THE TASK: Give the data below again exactly as written, but without the pictures.

SUPPLIED RECORDS:

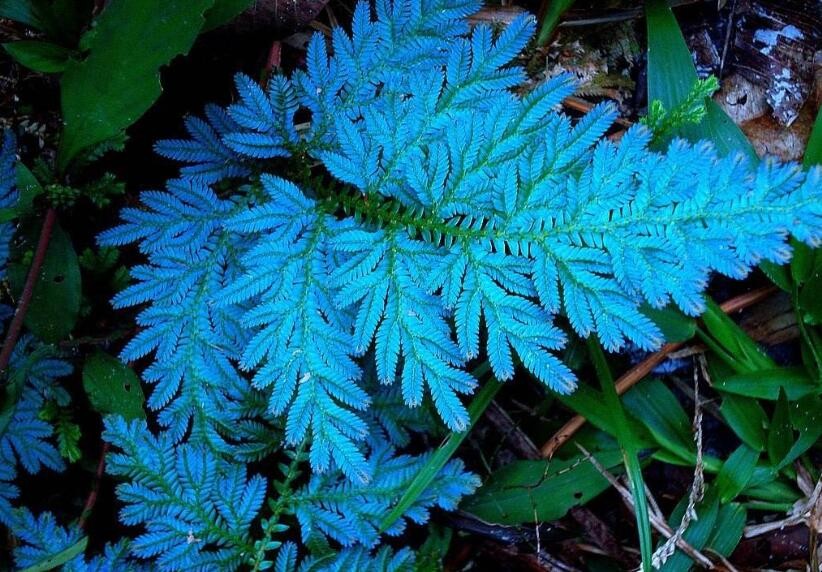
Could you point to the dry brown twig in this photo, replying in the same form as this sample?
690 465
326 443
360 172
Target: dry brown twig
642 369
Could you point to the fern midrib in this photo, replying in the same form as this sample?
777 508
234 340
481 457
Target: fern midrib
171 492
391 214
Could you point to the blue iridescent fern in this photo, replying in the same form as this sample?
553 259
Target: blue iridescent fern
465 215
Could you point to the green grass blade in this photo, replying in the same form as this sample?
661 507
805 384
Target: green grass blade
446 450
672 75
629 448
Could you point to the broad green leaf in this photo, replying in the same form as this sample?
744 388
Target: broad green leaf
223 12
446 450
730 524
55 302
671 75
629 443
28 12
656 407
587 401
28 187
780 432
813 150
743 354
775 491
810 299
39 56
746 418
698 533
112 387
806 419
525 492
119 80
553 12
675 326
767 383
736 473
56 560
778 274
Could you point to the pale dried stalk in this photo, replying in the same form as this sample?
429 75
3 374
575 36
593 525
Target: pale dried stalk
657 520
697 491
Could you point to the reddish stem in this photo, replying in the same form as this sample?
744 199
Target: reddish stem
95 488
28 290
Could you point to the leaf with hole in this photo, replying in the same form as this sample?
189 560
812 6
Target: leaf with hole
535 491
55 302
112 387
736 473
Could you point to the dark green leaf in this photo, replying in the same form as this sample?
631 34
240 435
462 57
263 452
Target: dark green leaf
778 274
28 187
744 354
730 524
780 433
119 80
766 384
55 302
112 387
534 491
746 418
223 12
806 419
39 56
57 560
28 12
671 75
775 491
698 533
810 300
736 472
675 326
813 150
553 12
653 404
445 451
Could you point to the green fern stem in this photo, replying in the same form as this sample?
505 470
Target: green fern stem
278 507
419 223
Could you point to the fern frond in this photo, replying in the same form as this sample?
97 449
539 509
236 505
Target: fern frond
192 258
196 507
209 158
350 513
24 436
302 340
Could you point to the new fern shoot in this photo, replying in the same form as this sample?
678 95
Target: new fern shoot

FINAL ANSWER:
Could you point to the dry brown twig in this photo, replying in the same form as this sample?
690 465
326 443
360 172
Target: dry brown twig
642 369
Could you point to the fern midrib in this photo, replying in the same form as this sample?
777 508
234 340
481 457
Target: fern midrib
171 492
391 214
Could you point to the blue iridescent fern in this photo, replying in the same form as this sample?
553 259
Target: blue iridescent fern
465 215
Could you point to the green grass blade in this photo, replying in the same form as this sample?
661 507
805 384
Target: green grass blade
446 450
672 75
629 448
Could you point to the broad green leaf in this photo, replying in the same form as this sample?
744 388
Target: broad green leaf
223 12
446 450
730 524
55 302
671 75
629 443
28 12
656 407
587 401
28 187
780 432
813 150
743 354
775 491
810 299
39 56
746 418
698 533
112 387
806 419
525 492
119 80
553 12
675 326
767 383
736 473
56 560
778 274
Could you point to the pale dried stalk in this photo, replying in the same form as this sample?
429 75
3 374
575 36
593 525
Target: pale dried stalk
657 520
697 491
Could you point to the reddish stem in this photo, replying in the same form as this sample?
744 199
Target: reddish stem
95 488
28 290
Could you point to the leaf with hole in this photo, replying in the same form as this sample?
189 560
812 6
Target: leaf with hole
535 491
55 302
112 387
736 473
Could you point to the dark green leaf in this photo, replying in the same form as this sample?
631 34
240 435
462 57
263 452
Target: dark green leaf
778 274
28 187
744 354
730 524
780 433
119 80
766 384
55 302
112 387
534 491
746 418
223 12
806 419
39 56
57 560
28 12
671 75
775 491
698 533
810 300
736 472
675 326
813 150
553 12
653 404
445 451
Could you point to the green fern stem in this photo, replying in the same form as this sample?
505 470
Target: green fern stem
278 507
419 223
Could you point to the fern frond in this photo, replying in the same form as this sample?
97 449
539 509
236 505
Target: fern frond
192 258
196 507
209 158
350 513
24 436
302 340
Could you point to the new fern shoot in this photo, replying in the same form as this sample?
678 95
Target: new fern shoot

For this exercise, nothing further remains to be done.